All of the records listed below should be retyped exactly.
______________________________
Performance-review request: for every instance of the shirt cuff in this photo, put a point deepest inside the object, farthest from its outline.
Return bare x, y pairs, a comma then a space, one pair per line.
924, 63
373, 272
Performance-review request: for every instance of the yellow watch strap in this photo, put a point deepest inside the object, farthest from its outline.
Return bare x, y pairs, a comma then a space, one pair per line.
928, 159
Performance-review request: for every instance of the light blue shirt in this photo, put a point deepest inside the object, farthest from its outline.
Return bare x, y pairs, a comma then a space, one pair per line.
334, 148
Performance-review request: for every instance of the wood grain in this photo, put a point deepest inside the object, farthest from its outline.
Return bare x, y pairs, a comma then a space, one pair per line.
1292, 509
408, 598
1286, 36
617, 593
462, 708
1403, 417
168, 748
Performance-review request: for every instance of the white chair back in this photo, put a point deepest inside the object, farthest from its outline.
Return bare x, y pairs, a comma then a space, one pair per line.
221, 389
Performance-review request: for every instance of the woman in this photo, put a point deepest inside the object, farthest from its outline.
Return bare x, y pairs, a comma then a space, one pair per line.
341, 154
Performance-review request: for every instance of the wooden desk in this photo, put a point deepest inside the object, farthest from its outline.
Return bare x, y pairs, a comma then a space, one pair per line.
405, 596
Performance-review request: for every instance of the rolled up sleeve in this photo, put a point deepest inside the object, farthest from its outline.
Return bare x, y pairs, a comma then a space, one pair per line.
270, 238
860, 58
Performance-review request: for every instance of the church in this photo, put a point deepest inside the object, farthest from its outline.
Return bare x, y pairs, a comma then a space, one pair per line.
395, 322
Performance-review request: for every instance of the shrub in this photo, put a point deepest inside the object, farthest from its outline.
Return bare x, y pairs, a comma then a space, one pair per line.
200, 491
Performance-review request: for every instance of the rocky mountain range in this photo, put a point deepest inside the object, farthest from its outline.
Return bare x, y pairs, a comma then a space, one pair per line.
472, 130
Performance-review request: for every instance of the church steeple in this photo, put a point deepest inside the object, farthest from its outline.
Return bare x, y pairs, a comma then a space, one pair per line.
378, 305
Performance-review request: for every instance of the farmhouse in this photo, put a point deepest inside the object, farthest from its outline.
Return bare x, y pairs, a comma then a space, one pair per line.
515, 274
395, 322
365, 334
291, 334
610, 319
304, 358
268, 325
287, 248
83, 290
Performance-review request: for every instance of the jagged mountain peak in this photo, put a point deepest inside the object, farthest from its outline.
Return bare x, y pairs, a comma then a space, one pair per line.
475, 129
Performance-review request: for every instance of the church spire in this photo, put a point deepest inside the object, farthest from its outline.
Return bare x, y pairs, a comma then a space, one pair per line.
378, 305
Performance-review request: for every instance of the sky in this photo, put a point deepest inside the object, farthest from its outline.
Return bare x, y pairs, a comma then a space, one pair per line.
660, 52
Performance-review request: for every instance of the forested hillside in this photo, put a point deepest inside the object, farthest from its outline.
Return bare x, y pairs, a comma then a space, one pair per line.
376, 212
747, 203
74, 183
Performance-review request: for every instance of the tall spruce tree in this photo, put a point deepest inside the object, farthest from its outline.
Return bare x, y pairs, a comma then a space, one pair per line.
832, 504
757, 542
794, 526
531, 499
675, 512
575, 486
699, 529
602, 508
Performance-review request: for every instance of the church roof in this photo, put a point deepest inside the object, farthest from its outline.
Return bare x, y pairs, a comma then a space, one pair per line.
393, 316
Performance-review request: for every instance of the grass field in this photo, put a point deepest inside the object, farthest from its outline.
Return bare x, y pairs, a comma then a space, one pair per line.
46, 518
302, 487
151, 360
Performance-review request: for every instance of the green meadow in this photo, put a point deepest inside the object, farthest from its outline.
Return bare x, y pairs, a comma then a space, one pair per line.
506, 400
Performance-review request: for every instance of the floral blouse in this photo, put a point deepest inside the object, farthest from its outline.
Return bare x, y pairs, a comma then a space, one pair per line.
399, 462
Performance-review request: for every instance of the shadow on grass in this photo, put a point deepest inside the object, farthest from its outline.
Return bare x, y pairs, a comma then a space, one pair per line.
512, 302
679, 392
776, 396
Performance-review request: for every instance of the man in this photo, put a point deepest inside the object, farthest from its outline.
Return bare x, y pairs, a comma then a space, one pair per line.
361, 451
______________________________
ANSWER IN FULL:
Performance-review request: for every instance of the shirt cuff in this photo, put a point deepest inside the object, farthest from its outline.
Return bare x, y pairs, a comma then a space, one pair per line.
924, 63
373, 272
Performance-review request: for every instance of the yellow watch strap in this photo, put a point deepest inside the object, farthest from its outline.
Return bare x, y pairs, a comma then a space, one pair per line.
928, 159
Performance-review request: for every instance of the light blue shirt in this photo, put a point deepest inside the object, farthest from its outline.
Return bare x, y pairs, a comma then a space, one pair per line.
334, 148
Performance-review request: for every instance of the wood grain in this photo, put a point deepest inside the object, farthest from its outline.
Return bare x, y pairs, a comma then a space, one pair per line.
1292, 509
408, 598
1286, 36
617, 593
462, 708
1403, 417
168, 748
Performance-review request: for every instance of the white chair back in this photo, put a point deepest inside the object, farthest from its outline.
Return bare x, y pairs, a comma then a space, one pair per line.
221, 389
Performance-review request: for every instance of the woman in this photo, put a point deepest inside the object, farthest from its outline.
Return bare x, y pairs, a comma then a space, one pair per line.
341, 154
Performance-review request: for every instance of the wooden desk in this photo, put a point deepest inside the object, farthest from its outline.
Return bare x, y pairs, a comma then a space, one pair per line.
405, 596
Performance-review request: for every instance of the rolled up sleeve in this photo, put a point deepest inside the object, farthest from its outline.
Return bare x, y pairs, a comma then a space, one pair per line.
270, 238
860, 58
Performance-review request: for every instance of the church in this photo, put a point deepest inside the object, farthest from its outline.
Return bare x, y pairs, a comma then a space, one pair per line.
395, 322
Performance-review request: for every instance of the shrub in this photo, put a point deepest inside the object, farthest from its outline.
Return bare x, y pairs, a comma then a space, one pair per line.
200, 491
Performance-review request: for every instance of the rocky mountain range in this photo, put a point deepest inside the object, farthest from its outline.
Return bare x, y pairs, a comma then a space, one pair per line.
472, 130
Performance-review request: for every instance of the church steeple in this photo, put a point deepest inside the object, farthest from its outline.
Return bare x, y pairs, a comma then a space, one pair per line.
378, 305
Performance-review request: for every instance of the farmhouse in this photo, put a point deepest inside the object, farthest from its outline.
Return bare x, y pairs, a comma then a space, one pair per line.
515, 274
395, 322
365, 334
291, 334
610, 319
304, 358
268, 325
287, 248
83, 290
Performance-review request: for every instance of the jagged mountain peak in this photo, put a point deepest inside the object, farthest from its outline.
Return bare x, y pairs, a comma then a space, one pair per line.
475, 129
Performance-review request: for every instance of the church spire in this photo, put a point deepest inside the object, farthest from its outline.
Return bare x, y pairs, a comma then a space, one pair per line.
378, 305
Performance-review request: for every instance of the sky in this photo, put a point deepest inside the object, farthest from its outline.
Return bare x, y pairs, a comma then a space, one pair per line.
660, 52
Performance-review request: for every instance of the forested hillside in this photo, put a point deepest inside the object, farthest from its outline.
Return bare x, y pairs, a comma then a space, one pair per line.
376, 212
747, 203
74, 183
Performance-review request: for every instance of the tall spruce tree in this photo, put a point deepest inside the object, farthest from its outline.
Return bare x, y pairs, a comma then a space, one pair per line.
832, 504
757, 542
794, 526
531, 499
675, 512
575, 486
699, 529
602, 508
Performance-review request: for every instance of the church roof in this photo, put a point deepest inside the object, farthest from its outline.
Return bare x, y pairs, a comma then a space, one pair per line.
393, 316
Performance-review request: for every instance of the grass field in this photo, put a point deepest inside the object, farthest from its outline.
Return bare x, y pairs, a comma then a space, one pair per line.
46, 518
302, 487
151, 360
Performance-review request: for every instance of the green meadow in this photo, put a point deepest inside the object, farthest from its outline.
Return bare x, y pairs, a comma then a space, one pair per line.
506, 400
Performance-review request: for every instance of the floral blouse in this photo, put a point deepest inside the object, farthest from its outline.
Return bare x, y pairs, a comma then a space, one pair per line.
399, 462
Performance-review request: for every instance of the shadow on grass in this photo, put a point deepest inside the object, farthest from its outline.
Return bare x, y pairs, a comma then a space, one pair per line.
512, 302
679, 392
776, 396
Performance-review request: for every instance of the man in this photo, put a point deepest inside the object, farthest from its outline.
Return bare x, y pairs, a comma then a space, one pair per line.
361, 451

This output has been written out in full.